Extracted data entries
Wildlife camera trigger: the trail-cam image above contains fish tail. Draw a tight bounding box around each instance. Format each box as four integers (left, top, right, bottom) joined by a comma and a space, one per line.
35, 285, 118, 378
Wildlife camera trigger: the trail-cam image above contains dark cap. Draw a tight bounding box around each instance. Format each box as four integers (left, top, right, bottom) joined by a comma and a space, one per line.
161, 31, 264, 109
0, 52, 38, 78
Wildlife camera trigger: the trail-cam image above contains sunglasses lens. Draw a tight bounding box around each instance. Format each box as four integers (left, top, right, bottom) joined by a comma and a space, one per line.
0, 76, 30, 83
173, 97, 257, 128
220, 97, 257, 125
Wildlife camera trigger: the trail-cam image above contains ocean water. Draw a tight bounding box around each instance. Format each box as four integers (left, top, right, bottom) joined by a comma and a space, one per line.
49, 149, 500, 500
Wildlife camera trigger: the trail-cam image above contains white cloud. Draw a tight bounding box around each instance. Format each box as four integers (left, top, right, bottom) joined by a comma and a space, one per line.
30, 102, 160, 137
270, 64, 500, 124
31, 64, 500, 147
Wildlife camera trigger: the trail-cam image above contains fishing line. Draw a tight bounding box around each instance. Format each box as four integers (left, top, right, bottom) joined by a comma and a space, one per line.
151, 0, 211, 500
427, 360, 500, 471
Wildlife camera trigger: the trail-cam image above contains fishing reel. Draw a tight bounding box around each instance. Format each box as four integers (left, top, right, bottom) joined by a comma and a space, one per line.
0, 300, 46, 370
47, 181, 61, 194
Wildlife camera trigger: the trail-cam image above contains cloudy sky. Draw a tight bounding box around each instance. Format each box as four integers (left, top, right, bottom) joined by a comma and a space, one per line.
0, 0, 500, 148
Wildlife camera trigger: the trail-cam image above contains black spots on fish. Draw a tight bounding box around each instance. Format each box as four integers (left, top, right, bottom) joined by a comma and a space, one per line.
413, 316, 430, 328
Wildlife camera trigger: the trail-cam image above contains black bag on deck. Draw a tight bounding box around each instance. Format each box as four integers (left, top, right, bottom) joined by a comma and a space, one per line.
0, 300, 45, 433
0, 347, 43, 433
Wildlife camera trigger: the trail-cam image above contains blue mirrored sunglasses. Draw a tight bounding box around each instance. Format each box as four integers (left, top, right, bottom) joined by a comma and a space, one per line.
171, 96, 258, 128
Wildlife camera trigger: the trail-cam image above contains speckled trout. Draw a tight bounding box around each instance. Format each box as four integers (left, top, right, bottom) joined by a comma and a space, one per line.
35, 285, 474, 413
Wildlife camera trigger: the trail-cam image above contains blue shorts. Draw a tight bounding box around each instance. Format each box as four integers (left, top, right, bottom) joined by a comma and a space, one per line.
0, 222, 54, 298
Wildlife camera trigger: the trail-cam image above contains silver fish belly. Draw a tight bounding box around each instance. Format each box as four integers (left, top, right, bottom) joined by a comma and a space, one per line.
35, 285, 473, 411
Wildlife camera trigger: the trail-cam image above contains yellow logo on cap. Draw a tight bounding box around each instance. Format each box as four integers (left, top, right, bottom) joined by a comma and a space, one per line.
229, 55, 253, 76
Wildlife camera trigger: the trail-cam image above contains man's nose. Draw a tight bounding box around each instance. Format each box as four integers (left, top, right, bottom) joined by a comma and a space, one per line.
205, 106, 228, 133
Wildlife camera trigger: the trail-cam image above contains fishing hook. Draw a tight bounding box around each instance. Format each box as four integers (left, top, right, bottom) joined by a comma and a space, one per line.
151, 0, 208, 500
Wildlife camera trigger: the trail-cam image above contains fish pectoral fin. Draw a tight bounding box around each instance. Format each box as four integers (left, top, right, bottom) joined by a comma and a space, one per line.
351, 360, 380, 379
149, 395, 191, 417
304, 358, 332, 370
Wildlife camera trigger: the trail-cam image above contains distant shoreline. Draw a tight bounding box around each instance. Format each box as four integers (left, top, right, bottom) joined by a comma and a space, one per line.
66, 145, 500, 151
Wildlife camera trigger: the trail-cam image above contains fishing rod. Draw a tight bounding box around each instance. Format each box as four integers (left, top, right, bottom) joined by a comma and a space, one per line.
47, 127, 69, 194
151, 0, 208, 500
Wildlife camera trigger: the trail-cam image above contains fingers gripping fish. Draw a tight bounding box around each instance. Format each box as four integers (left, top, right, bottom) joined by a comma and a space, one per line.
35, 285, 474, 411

= EXERCISE INSTRUCTIONS =
Please repeat the items starting with the first line and going on through the line with "35, 285, 118, 378", swapping "fish tail" for "fish head" and leaving everything else unchanged.

= EXERCISE OUTPUT =
Wildlife camera trigger: the trail-cam image above contains fish head. Draw a tight bounding box around each instance. Format each box as four integers (left, top, right, bottom) joined by a comma and a space, one per line.
35, 285, 118, 378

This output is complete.